- Exercise directions: Please transcribe the following records in full, exactly as given.

- Data to examine:
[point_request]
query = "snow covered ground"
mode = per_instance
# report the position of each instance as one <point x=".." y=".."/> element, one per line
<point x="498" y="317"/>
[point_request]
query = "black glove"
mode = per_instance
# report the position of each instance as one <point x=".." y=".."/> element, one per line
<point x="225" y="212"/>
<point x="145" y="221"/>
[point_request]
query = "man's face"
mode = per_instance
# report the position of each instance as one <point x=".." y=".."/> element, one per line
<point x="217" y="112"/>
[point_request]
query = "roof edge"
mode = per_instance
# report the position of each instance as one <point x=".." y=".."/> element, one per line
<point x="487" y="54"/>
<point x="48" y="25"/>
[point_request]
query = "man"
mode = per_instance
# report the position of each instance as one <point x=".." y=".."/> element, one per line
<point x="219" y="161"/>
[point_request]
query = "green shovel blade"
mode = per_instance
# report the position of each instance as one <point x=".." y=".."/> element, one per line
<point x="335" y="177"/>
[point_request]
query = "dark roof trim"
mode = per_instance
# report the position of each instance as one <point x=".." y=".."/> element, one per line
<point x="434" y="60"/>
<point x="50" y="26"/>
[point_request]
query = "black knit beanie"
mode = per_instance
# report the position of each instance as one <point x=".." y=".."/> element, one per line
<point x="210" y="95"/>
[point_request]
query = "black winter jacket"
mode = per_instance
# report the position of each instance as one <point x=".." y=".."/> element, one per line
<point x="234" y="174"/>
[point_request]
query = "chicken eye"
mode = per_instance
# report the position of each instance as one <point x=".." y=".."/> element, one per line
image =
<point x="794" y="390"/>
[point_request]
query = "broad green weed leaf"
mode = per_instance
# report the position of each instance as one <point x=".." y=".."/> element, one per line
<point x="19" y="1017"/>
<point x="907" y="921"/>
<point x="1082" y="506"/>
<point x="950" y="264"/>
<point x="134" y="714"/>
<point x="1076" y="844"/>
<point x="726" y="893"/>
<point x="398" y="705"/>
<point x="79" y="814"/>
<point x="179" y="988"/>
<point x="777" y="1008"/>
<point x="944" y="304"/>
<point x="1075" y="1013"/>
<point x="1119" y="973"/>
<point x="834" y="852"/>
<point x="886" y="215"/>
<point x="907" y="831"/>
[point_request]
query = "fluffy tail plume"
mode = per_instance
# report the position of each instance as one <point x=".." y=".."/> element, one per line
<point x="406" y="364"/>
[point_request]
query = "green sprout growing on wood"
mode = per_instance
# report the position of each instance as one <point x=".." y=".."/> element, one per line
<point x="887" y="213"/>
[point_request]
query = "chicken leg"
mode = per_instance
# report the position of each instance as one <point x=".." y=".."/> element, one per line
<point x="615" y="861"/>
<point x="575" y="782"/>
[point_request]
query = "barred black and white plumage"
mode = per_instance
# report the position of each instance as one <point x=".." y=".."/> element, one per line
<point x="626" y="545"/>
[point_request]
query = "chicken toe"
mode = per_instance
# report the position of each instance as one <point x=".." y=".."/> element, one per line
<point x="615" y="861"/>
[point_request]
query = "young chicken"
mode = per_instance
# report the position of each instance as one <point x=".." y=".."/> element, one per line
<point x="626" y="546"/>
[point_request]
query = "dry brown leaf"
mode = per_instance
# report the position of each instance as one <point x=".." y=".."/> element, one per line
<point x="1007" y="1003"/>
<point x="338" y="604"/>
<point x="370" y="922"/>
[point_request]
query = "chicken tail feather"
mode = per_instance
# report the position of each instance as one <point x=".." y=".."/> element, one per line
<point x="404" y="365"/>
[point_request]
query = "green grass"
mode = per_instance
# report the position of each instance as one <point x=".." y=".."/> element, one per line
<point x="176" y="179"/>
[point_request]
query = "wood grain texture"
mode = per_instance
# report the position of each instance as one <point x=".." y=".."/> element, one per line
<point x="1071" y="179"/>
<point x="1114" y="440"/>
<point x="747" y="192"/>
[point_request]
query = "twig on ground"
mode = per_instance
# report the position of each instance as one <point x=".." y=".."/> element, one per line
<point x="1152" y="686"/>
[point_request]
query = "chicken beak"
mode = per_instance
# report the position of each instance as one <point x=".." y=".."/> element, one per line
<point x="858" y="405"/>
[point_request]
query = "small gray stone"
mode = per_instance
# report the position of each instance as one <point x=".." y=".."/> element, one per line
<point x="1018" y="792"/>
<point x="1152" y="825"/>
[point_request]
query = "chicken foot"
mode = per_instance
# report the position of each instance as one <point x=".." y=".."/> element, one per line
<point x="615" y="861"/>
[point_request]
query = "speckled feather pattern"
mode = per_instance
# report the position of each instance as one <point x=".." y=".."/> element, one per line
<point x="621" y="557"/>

- Task result:
[point_request]
query = "snow covered ground"
mode = per_instance
# report the position of each instance as one <point x=".." y=".."/> element, one per line
<point x="498" y="317"/>
[point_request]
query = "black glove"
mode = per_instance
# report the position of each instance as one <point x=".." y=".."/> element, one per line
<point x="225" y="212"/>
<point x="145" y="221"/>
[point_request]
query = "man's face"
mode = per_instance
# report the position of each instance as one <point x=".." y=".."/> element, one per line
<point x="217" y="112"/>
[point_request]
query = "roof edge"
mode = per_instance
# report the position of each instance as one <point x=".." y=".."/> element, one per line
<point x="487" y="54"/>
<point x="48" y="25"/>
[point_request]
query = "man"
mode = per_instance
# report the position of each instance as one <point x=".." y=".."/> element, one per line
<point x="219" y="161"/>
[point_request]
query = "green shovel blade"
mode = per_instance
# report the position of each instance as one <point x=".." y=".."/> element, one per line
<point x="335" y="177"/>
[point_request]
query = "dark roof trim"
mode = per_instance
# report the position of each instance as one <point x=".." y=".."/> element, one per line
<point x="434" y="60"/>
<point x="50" y="26"/>
[point_request]
query = "black knit beanie"
mode = per_instance
# report the position of each instance as one <point x=".." y=".."/> element, one per line
<point x="210" y="95"/>
[point_request]
query = "black winter jacket"
mode = per_instance
# report the position of each instance as one <point x=".." y=".."/> element, one per line
<point x="234" y="174"/>
[point_request]
query = "chicken eye"
mode = per_instance
# report the position of each instance as one <point x=".." y=".."/> element, one per line
image =
<point x="794" y="390"/>
[point_request]
query = "broad green weed leaf"
mode = per_instance
# report the position of each instance as one <point x=".." y=".."/> element, one per line
<point x="19" y="1017"/>
<point x="907" y="921"/>
<point x="1082" y="506"/>
<point x="950" y="264"/>
<point x="134" y="714"/>
<point x="1076" y="844"/>
<point x="726" y="893"/>
<point x="398" y="705"/>
<point x="79" y="814"/>
<point x="179" y="988"/>
<point x="777" y="1008"/>
<point x="944" y="304"/>
<point x="1075" y="1013"/>
<point x="1119" y="973"/>
<point x="834" y="852"/>
<point x="886" y="215"/>
<point x="907" y="831"/>
[point_request]
query = "fluffy tail plume"
mode = per_instance
# report the position of each instance as one <point x=".." y=".."/> element, one per line
<point x="406" y="364"/>
[point_request]
query = "green sprout growing on wood"
mode = per_instance
# report the position of each instance as one <point x=".." y=".."/> element, one per line
<point x="887" y="213"/>
[point_request]
query = "chicken leg"
mode = per_instance
# report the position of each instance as one <point x=".." y=".."/> element, one per line
<point x="615" y="861"/>
<point x="575" y="782"/>
[point_request]
query = "barred black and white plumage"
mode = per_instance
# report the position of each instance as one <point x=".." y=".."/> element, one per line
<point x="626" y="545"/>
[point_request]
query = "chicken toe"
mode = per_instance
# report the position of each instance as one <point x=".." y=".."/> element, one per line
<point x="615" y="861"/>
[point_request]
query = "young chicken"
mode = per_instance
# report the position of each instance as one <point x=".." y=".."/> element, one per line
<point x="626" y="546"/>
[point_request]
query = "dry brown leaf"
mode = per_instance
# report the position of each instance as one <point x=".." y=".."/> element, one per line
<point x="1007" y="1003"/>
<point x="338" y="604"/>
<point x="370" y="922"/>
[point_request]
query = "chicken tail feather"
mode = per_instance
# report the position of each instance as one <point x=".." y=".."/> element, one per line
<point x="404" y="365"/>
[point_request]
query = "green grass"
mode = per_instance
# report the position of each instance as one <point x=".." y=".."/> element, one per line
<point x="176" y="179"/>
[point_request]
query = "wood grain texture"
mode = per_instance
# report the position of each instance as one <point x=".." y=".."/> element, one per line
<point x="1071" y="179"/>
<point x="1114" y="440"/>
<point x="747" y="192"/>
[point_request]
query = "twig on ground"
mode = per_instance
# report the position of each instance as one <point x=".." y=".."/> element, one per line
<point x="1152" y="686"/>
[point_request]
query = "chicken beak"
mode = per_instance
# report the position of each instance as one <point x=".." y=".."/> element, one per line
<point x="858" y="405"/>
[point_request]
query = "small gray stone"
mode = per_instance
# report the position of each instance as one <point x=".." y=".."/> element, one per line
<point x="1018" y="792"/>
<point x="1152" y="825"/>
[point_request]
query = "chicken foot"
mode = per_instance
# report the position of each instance as one <point x=".." y=".."/> element, one per line
<point x="615" y="861"/>
[point_request]
query = "speckled feather pattern"
mode = per_instance
# report the position of each instance as one <point x=".." y=".."/> element, one per line
<point x="621" y="557"/>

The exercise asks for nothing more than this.